Review: A Lot of Smiling, Some Crying With Slaughter Beach, Dog at Thalia Hall

I had been looking forward to this show immensely ever since it was announced way back in June of this year. Around that same time, Slaughter Beach, Dog dropped “Strange Weather”, a standalone single that would later be revealed to be the first song released for their fifth studio album, Crying, Laughing, Waving, Smiling which was eventually released back in September. It’s slowly but surely becoming my favorite release of theirs to date and did absolutely nothing but increase my excitement for this show by 10x. My excitement, however, reached 11x when it was eventually announced that Bonny Doon would be opening as I could not think of a better opener to my favorite twang-infused indie rock band than Bonny Doon’s exquisite, yet minimalist brand of tasteful indie folk.

One of my favorite shows of 2023 was Bonny Doon at the Empty Bottle back in January so I was excited to see them again this time as an opening act for Slaughter Beach, Dog. Much to my surprise having not kept up with recent Bonny Doon news, their show at Thalia was a stripped-down, mostly acoustic set with just the two frontmen trading off vocally on a song-by-song basis as they normally do. Bonny Doon’s music, for as great it is, is rather simplistic even in a full band setting so I was somewhat on the fence at the start of their performance if they could pull it off but I ended up predictably being a fool to ever doubt them. Even without a complete rhythm section, their dueling, sometimes harmonizing, vocals paired beautifully against the backdrop of their lonesome chord progressions and subtle lead guitar work made for an entrancing performance.

Even though Bonny Doon put out a great new record this year back in June emphatically titled Let There Be Music, there weren’t too many songs played from that album apart from the ravenous “Crooked Creek”, which like most songs performed that night, took on a whole new identity unplugged. While I couldn’t place all songs on their setlist as I’m not the Bonny Doon expert all of you think I am, I will say some of my favorites included “Summertime Friends” from their 2017 self-titled debut which perfectly opened their set and had me fooled into thinking the rest of the band would come out for the second song. “A Lotta Things” and “Long Wave” from their brilliant and painfully underrated 2018 album Longwave sounded incredible but my one, true favorite has to go to their performance of “Evening All Day Long” off their 2017 self-titled album. I never really considered this song one of my absolute favorites from them but their show Sunday night certainly changed my mind and made me realize this was the perfect opening set for a Slaughter Beach, Dog show. Bonny Doon played great and sounded beautiful despite not having a full band presence and the lead guitarist having a massive cut on his fretting hand but playing at the “greatest venue in America” (their words, but I don’t entirely disagree) will do that to you.

*Challenges*.
[A] Reproduce word for word the passage of the concert review from "Review: A Lot" up to and including "tasteful indie folk.".
[B] List every line in the entries that contains the string "grass". Case counts.
The concert review and the entries have nothing to do with each other.

*Supplied data*.
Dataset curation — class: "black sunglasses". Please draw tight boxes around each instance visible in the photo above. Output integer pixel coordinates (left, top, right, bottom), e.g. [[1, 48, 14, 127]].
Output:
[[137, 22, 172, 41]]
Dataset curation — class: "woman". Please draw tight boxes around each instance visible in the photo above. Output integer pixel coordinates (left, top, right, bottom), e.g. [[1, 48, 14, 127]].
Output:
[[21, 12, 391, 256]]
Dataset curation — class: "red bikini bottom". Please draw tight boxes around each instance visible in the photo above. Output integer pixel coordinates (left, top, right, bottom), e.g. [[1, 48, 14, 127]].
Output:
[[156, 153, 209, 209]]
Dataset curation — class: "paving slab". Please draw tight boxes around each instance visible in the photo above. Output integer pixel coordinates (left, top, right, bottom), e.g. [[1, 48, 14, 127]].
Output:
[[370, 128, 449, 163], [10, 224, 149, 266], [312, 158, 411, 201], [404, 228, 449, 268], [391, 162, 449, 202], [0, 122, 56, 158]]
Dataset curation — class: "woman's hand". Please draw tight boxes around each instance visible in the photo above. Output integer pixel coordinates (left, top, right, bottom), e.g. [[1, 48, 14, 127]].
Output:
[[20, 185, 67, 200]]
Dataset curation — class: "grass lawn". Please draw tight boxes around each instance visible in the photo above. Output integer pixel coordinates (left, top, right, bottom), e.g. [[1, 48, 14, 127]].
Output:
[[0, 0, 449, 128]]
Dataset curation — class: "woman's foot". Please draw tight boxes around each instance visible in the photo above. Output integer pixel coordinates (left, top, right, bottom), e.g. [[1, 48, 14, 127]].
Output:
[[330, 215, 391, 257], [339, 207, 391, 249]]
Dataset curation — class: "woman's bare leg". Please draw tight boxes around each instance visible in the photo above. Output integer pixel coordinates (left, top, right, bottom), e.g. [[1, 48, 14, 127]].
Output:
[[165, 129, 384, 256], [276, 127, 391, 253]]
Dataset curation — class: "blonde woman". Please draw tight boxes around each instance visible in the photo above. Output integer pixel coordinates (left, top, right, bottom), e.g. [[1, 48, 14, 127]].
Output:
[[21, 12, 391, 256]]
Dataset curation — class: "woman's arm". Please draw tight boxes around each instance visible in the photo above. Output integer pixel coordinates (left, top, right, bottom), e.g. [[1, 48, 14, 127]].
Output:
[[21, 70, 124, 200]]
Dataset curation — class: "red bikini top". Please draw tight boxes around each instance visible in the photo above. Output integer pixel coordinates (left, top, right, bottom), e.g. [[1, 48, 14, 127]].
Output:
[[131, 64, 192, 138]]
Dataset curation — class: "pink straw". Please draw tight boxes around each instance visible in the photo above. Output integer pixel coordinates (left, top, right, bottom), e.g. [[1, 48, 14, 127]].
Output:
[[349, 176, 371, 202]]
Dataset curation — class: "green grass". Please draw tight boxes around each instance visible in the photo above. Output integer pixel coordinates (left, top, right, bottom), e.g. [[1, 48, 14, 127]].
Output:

*Results of the exercise*.
[A]
Review: A Lot of Smiling, Some Crying With Slaughter Beach, Dog at Thalia Hall

I had been looking forward to this show immensely ever since it was announced way back in June of this year. Around that same time, Slaughter Beach, Dog dropped “Strange Weather”, a standalone single that would later be revealed to be the first song released for their fifth studio album, Crying, Laughing, Waving, Smiling which was eventually released back in September. It’s slowly but surely becoming my favorite release of theirs to date and did absolutely nothing but increase my excitement for this show by 10x. My excitement, however, reached 11x when it was eventually announced that Bonny Doon would be opening as I could not think of a better opener to my favorite twang-infused indie rock band than Bonny Doon’s exquisite, yet minimalist brand of tasteful indie folk.

[B]
Dataset curation — class: "grass lawn". Please draw tight boxes around each instance visible in the photo above. Output integer pixel coordinates (left, top, right, bottom), e.g. [[1, 48, 14, 127]].
Dataset curation — class: "green grass". Please draw tight boxes around each instance visible in the photo above. Output integer pixel coordinates (left, top, right, bottom), e.g. [[1, 48, 14, 127]].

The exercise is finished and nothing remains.